----- The records

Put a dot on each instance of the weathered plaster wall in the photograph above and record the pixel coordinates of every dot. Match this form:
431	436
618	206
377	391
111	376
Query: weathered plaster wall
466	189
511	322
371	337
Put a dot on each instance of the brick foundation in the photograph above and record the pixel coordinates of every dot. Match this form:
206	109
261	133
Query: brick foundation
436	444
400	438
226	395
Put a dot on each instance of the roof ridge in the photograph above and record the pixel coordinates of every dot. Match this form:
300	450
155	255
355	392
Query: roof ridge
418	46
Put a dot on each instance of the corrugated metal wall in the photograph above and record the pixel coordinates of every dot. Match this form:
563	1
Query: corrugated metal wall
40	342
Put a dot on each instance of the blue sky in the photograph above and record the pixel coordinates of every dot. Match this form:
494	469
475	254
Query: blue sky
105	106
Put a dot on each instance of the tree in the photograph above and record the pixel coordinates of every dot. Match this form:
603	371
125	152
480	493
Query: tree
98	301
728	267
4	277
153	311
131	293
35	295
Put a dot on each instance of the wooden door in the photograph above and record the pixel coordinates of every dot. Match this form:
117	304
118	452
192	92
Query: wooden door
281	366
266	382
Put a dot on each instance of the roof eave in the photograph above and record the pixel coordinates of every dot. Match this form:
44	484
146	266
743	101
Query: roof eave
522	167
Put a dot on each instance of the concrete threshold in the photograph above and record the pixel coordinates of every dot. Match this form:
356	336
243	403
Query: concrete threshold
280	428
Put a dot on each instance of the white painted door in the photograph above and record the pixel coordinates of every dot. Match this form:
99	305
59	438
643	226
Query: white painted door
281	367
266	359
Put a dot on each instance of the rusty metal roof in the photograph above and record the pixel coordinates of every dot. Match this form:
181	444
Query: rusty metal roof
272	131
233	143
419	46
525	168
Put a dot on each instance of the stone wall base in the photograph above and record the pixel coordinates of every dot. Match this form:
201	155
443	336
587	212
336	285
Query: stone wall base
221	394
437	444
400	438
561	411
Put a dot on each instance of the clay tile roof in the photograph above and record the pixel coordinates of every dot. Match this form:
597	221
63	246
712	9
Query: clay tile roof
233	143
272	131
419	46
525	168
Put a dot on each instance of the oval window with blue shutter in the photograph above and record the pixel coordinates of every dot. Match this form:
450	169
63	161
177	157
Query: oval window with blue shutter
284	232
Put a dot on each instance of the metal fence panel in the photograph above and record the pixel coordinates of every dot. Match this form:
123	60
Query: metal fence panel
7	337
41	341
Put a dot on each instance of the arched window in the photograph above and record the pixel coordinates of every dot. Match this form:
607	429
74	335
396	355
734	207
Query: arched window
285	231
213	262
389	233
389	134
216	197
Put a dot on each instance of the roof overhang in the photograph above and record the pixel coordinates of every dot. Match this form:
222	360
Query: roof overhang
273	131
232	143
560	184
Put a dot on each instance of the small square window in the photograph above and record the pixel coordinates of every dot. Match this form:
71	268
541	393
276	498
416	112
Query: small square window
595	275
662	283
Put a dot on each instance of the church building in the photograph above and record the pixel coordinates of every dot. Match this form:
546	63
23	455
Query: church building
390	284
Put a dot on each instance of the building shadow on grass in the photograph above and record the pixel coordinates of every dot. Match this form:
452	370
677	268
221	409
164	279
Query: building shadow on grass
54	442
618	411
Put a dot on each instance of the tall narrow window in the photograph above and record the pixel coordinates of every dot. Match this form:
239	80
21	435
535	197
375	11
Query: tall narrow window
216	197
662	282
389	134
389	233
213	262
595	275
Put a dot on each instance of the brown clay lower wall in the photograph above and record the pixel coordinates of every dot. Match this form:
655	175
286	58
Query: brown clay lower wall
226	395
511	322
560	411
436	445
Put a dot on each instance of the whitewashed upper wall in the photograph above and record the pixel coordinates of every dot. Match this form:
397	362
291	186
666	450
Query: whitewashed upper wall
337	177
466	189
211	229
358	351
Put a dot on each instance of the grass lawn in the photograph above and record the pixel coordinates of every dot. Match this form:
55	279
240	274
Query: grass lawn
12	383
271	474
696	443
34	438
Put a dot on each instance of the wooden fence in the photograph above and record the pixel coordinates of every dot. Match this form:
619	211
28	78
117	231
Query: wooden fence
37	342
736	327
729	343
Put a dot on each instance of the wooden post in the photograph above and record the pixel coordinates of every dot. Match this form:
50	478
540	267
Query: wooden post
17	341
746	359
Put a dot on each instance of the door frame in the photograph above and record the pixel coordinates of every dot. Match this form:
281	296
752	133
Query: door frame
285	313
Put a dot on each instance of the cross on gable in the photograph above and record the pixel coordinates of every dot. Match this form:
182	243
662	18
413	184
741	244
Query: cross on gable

----------

→ **Required work**:
Reproduce all of the rows above word for word and in the same order, without changing anything.

→ **Solution for this task**:
Put a dot on each instance of the weathered plaster wall in the photograph above and record the pixel coordinates of every dot. Match this form:
431	436
618	206
377	391
111	376
Query: weathered plaster wall
466	189
511	322
371	337
Put a dot on each instance of the brick foundation in the photograph above and record the pixel coordinates of every dot. Match this form:
206	109
261	133
Query: brick foundation
436	444
400	438
226	395
Put a dot on each instance of the roof ridge in the photograph above and record the pixel coordinates of every dot. Match this form:
300	450
155	255
355	392
Query: roof ridge
418	46
Put a dot on each instance of the corrugated metal wall in the photograph above and record the pixel coordinates of every dot. Match this form:
563	1
Query: corrugated metal wall
40	342
Put a dot on each instance of the blue sky in the photograph above and record the pixel coordinates of every dot. Match this form:
494	469
475	254
Query: blue sky
105	106
Put a dot on each instance of the tree in the photograph above and record the pixel coordinates of every dot. Match this form:
603	371
125	152
480	493
Query: tree
98	301
728	267
4	277
153	311
131	293
35	295
Put a dot on each instance of the wooden door in the photograph above and record the pixel coordinates of every dot. Match this form:
117	304
118	452
192	92
Query: wooden door
281	366
266	382
Put a dot on each instance of the roof eave in the photograph above and record the pixel coordinates of every dot. Match this form:
44	484
146	266
743	101
Query: roof eave
522	167
Put a dot on each instance of the concrete threshold in the photograph above and record the pixel coordinates of every dot. Match this form:
356	336
243	403
Query: concrete threshold
280	428
Put a dot on each instance of the white painted door in the photograph above and record the pixel coordinates of every dot. Match this form:
99	305
59	438
643	226
Query: white painted door
281	367
266	359
Put a dot on each instance of the rusty metal roof in the photograph above and record the pixel coordinates of every dot. Match this form:
181	444
Query: rusty metal roof
272	131
233	143
419	46
525	168
Put a dot on each instance of the stone wall base in the photograph above and record the pixel coordinates of every dot. Match this form:
201	155
443	336
587	212
336	285
Query: stone wall base
221	394
437	444
400	438
561	411
Put a dot on each instance of the clay tile roof in the photograph above and record the pixel coordinates of every dot. Match this form:
597	221
63	246
712	9
Query: clay tile roof
233	143
272	131
419	46
525	168
Put a dot on each instance of the oval window with blue shutter in the photograph above and record the pixel coordinates of every dot. Match this form:
450	169
63	161
177	157
Query: oval window with blue shutter
284	232
Put a dot on each instance of the metal fence panel in the photograph above and record the pixel coordinates of every dot. Match this form:
123	60
Query: metal fence panel
7	337
41	341
Put a dot on each instance of the arched window in the photograph above and record the pixel coordinates of every dot. Match this form:
607	429
74	335
396	355
734	207
Query: arched window
285	231
213	262
389	233
389	134
216	197
Put a dot on each instance of the roof overhang in the photograph above and record the pixel coordinates of every dot. Match this form:
222	360
Query: roof overhang
273	131
232	143
560	184
Put a dot on each instance of the small square window in the photograph above and record the pixel coordinates of every dot. Match this form:
71	268
541	393
276	498
416	112
Query: small square window
595	275
662	283
Put a dot on each instance of the church building in the photograph above and record the pixel coordinates of every dot. Match this form:
546	63
23	455
Query: church building
390	284
Put a dot on each instance of the building shadow on grass in the photograph above and record the pixel coordinates of every dot. Match this form:
452	370
677	268
221	409
164	279
Query: building shadow on grass
54	442
618	411
Put a dot on each instance of the tall narrow window in the photograph above and record the pixel coordinates of every dot. Match this form:
239	80
21	435
535	197
375	11
Query: tall narrow window
216	197
662	282
389	134
389	233
213	262
595	275
Put a dot on each instance of the brown clay lower wall in the photograph above and record the pixel coordinates of every dot. Match this form:
655	175
286	58
Query: brown clay lower wall
226	395
511	322
560	411
436	445
Put a dot on each instance of the whitewashed upper wall in the photograph above and record the pixel coordinates of every dot. Match this form:
397	362
291	186
666	450
Query: whitewashed upper wall
337	177
466	189
211	229
358	351
Put a dot on each instance of the grass lawn in the photograph above and record the pixel coordinates of every dot. Match this form:
55	279
240	274
Query: grass lawn
12	383
271	474
696	443
34	438
Put a dot on each instance of the wooden fence in the photograph above and record the pixel coordinates of every dot. Match this form:
619	211
28	78
117	231
Query: wooden fence
37	342
736	327
729	343
Put a dot on each instance of the wooden post in the photograph above and record the pixel coordinates of every dot. Match this form:
50	478
540	267
Query: wooden post
17	341
746	359
Put a dot on each instance of the door frame in the photograph above and record the pixel coordinates of every dot. Match this form:
281	296
752	133
Query: door frame
285	313
Put a dot on each instance of the cross on gable in the photograph above and record the pixel coordinates of every dot. Match this form:
182	243
662	18
413	184
741	244
Query: cross on gable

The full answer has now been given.